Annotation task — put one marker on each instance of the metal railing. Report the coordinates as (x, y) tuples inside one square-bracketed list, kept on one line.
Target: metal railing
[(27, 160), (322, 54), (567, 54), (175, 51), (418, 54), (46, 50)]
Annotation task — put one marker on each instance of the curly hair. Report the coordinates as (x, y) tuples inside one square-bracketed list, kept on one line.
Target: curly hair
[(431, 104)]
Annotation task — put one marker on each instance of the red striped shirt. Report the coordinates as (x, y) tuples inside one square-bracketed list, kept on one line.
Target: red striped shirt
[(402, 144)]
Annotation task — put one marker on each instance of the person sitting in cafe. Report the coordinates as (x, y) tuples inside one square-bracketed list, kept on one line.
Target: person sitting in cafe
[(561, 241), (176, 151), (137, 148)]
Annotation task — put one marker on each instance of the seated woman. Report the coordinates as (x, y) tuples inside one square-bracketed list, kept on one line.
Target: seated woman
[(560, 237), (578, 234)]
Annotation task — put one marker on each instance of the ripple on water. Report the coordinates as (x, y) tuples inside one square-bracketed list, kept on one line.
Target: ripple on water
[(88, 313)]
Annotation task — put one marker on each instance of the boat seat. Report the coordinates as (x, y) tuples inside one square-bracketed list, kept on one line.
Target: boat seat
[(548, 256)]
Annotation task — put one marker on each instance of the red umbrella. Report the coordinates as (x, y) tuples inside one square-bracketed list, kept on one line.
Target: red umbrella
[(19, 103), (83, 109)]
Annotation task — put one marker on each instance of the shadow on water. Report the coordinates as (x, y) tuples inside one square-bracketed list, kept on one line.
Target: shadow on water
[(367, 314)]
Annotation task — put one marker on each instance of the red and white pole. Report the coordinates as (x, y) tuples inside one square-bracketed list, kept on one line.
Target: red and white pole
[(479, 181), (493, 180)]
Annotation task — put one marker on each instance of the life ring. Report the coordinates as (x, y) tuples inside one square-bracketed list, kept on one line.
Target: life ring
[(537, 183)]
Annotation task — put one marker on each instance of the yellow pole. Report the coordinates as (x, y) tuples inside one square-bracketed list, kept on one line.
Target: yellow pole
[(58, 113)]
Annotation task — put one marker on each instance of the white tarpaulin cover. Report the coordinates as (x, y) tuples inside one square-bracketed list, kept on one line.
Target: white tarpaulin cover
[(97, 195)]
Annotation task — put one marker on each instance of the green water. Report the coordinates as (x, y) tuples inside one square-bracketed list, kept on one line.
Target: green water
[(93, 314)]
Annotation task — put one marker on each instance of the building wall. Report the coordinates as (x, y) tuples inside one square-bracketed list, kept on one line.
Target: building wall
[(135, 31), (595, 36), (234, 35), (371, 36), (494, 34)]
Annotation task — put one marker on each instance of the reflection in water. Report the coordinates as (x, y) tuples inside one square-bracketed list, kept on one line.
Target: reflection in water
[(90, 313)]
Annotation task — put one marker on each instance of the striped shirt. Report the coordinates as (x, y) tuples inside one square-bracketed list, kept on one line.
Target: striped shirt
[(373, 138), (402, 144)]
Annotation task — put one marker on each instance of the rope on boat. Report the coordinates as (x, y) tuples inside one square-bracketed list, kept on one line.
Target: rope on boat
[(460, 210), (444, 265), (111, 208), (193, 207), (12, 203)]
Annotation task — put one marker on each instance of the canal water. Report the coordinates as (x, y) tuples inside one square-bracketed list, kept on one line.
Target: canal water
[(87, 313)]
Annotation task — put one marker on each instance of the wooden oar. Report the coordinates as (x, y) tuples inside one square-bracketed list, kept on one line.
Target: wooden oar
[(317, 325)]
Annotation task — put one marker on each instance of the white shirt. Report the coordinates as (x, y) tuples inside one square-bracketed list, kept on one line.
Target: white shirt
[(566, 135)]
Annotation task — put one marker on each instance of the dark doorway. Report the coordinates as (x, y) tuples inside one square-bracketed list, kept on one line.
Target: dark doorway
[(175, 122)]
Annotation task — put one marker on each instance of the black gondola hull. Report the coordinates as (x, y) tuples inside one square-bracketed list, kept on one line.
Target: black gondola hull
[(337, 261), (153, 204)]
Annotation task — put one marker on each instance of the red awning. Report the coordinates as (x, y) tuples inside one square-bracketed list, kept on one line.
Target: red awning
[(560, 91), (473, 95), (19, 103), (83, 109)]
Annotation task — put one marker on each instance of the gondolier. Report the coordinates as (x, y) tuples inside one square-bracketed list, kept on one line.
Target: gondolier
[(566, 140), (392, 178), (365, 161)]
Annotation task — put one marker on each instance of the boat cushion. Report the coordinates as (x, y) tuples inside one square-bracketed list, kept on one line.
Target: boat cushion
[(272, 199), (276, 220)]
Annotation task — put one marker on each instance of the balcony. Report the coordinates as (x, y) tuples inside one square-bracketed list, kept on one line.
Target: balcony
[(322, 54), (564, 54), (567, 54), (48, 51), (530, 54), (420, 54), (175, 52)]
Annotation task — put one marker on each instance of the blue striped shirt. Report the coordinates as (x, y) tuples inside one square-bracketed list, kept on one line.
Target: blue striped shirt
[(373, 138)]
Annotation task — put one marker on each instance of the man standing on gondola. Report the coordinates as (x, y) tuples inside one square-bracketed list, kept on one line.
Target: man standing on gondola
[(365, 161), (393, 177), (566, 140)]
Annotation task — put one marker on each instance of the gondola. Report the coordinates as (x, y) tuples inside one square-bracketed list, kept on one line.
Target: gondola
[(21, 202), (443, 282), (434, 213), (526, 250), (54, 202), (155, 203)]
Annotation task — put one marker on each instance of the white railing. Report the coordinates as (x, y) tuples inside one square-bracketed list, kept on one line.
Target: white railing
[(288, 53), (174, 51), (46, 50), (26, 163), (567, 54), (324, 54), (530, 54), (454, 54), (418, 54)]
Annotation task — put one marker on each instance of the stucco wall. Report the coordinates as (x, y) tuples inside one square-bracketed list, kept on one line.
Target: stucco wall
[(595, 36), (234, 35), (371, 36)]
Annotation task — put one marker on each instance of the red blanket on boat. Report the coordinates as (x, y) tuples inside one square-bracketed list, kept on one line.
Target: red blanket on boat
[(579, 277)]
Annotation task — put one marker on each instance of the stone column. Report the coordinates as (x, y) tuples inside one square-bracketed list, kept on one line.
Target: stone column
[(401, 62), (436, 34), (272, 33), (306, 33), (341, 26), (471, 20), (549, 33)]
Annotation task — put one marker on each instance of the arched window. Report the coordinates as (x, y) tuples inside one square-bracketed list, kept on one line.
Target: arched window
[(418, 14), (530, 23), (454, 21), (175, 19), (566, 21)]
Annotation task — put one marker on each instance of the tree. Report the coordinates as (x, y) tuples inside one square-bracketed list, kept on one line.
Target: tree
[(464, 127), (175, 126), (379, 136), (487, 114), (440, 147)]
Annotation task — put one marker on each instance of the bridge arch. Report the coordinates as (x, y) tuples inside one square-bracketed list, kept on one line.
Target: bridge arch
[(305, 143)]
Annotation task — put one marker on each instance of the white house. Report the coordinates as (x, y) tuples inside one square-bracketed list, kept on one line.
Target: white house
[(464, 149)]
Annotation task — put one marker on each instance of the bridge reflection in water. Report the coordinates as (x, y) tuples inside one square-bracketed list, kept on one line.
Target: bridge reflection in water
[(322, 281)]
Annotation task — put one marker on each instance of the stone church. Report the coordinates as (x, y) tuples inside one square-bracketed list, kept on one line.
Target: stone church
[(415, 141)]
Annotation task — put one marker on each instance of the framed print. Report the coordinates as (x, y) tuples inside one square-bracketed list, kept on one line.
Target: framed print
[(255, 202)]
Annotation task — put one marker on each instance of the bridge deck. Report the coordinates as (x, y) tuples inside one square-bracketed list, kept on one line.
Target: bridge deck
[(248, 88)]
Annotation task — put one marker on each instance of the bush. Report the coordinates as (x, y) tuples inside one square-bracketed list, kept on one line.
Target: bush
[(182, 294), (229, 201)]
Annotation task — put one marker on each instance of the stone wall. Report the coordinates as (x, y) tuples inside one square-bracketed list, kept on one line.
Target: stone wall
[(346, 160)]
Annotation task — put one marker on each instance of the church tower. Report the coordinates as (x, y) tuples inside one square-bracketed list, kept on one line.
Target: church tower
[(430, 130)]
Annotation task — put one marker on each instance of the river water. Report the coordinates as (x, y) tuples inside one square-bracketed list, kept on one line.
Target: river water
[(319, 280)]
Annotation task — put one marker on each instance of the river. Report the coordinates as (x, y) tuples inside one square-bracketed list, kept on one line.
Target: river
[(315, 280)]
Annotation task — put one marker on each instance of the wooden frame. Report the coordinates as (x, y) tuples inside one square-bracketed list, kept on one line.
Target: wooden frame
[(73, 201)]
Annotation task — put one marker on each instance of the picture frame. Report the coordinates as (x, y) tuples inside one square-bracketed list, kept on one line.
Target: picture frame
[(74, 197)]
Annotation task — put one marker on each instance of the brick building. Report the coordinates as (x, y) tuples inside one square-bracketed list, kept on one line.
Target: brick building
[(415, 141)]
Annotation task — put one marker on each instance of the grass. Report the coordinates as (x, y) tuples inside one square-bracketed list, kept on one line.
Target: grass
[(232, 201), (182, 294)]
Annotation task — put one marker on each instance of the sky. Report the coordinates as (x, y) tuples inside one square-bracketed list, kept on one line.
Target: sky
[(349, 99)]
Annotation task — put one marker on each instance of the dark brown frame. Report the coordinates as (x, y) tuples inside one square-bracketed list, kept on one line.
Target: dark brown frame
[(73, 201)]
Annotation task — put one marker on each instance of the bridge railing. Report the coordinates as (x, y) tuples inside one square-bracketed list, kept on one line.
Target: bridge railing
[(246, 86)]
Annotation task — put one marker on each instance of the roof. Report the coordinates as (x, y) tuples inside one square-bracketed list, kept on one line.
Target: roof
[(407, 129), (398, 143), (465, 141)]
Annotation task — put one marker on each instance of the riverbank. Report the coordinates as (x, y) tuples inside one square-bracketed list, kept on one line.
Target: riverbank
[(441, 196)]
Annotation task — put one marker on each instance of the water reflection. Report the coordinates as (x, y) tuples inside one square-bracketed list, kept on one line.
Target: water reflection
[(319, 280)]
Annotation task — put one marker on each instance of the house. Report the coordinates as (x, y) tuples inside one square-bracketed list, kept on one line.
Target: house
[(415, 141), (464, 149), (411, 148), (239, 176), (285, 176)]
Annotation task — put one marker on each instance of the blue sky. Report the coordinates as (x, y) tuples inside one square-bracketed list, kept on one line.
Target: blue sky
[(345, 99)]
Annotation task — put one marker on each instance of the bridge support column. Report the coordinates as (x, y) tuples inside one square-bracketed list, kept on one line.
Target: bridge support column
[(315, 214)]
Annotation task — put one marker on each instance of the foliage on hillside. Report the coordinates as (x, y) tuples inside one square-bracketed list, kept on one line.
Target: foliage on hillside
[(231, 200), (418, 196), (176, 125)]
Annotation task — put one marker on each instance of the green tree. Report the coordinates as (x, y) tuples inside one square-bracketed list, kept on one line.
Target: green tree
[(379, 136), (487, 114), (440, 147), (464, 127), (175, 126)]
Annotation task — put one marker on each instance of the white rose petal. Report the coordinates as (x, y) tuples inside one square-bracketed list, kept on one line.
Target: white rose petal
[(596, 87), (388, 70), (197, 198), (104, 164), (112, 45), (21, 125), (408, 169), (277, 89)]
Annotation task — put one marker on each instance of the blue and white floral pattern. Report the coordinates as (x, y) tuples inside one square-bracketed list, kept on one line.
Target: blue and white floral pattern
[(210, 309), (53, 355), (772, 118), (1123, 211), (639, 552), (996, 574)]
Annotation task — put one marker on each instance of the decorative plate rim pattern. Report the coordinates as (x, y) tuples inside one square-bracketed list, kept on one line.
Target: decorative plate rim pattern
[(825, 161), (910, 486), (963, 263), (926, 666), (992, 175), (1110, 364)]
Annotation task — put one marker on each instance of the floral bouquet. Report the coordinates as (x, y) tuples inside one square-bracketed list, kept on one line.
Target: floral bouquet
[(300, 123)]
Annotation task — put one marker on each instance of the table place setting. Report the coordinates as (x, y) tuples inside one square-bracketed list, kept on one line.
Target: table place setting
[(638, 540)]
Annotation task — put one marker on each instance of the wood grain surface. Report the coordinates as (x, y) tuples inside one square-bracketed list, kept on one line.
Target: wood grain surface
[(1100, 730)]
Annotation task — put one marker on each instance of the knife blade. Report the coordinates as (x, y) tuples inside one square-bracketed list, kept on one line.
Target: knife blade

+--

DO THIS: Replace "marker" with "dot" in the items from the line with "of the sky." to the line with "[(231, 200), (418, 196), (176, 125)]", keeping everything else unchanged, and give back only those lines.

EXPECTED OUTPUT:
Annotation task — put one dot on each instance of the sky. Report the coordinates as (x, y) tuples inside one square-bracketed list, kept on one line.
Target: sky
[(349, 99)]
Annotation task — put one dot on each instance of the dark brown frame. Report the coordinates as (x, y) tuples inside one square-bracketed list, kept on one line.
Target: dark brown frame
[(73, 201)]
Annotation task — put one dot on each instance of the bridge railing. Report the coordinates as (x, y) tuples inside one square-bracketed list, kept on one line.
Target: bridge railing
[(246, 86)]
Annotation task — put one dot on each instance of the roof. Report the coordinates as (x, y) tuples inside one square-bracketed list, kept on one line.
Target: roof
[(407, 129), (398, 143), (465, 141)]
Annotation task — put one dot on each instance of the riverbank. Report the coordinates as (x, y) tuples inside one square-bracketed list, kept on one line.
Target: riverbank
[(441, 196)]
Annotation task — put one dot on each instance of the water reflection. Report the coordinates as (x, y) tuples inside one square-bracketed list, kept on one line.
Target: water reflection
[(319, 280)]
Annotation task — put one dot on each instance of the house. Report the coordinates as (x, y) tuples inside one square-bracketed list, kept on one line.
Target: house
[(415, 141), (464, 149), (411, 148), (239, 176), (285, 176)]
Annotation task — put one dot on each instance of the blue sky. Report the coordinates as (x, y) tuples inside one square-bracketed list, kept on one line.
Target: blue sky
[(345, 99)]
Annotation task — put one dot on each instance of the bridge support column. Report the coordinates as (x, y) tuples inside one square-bracketed list, kept on one line.
Target: bridge support column
[(315, 214)]
Annotation task — put one dot on each instance of the foliage on hillside. Report the coordinates as (x, y) tuples inside one square-bracketed list, kept on one line.
Target: foliage on hillside
[(231, 200), (418, 196), (176, 125)]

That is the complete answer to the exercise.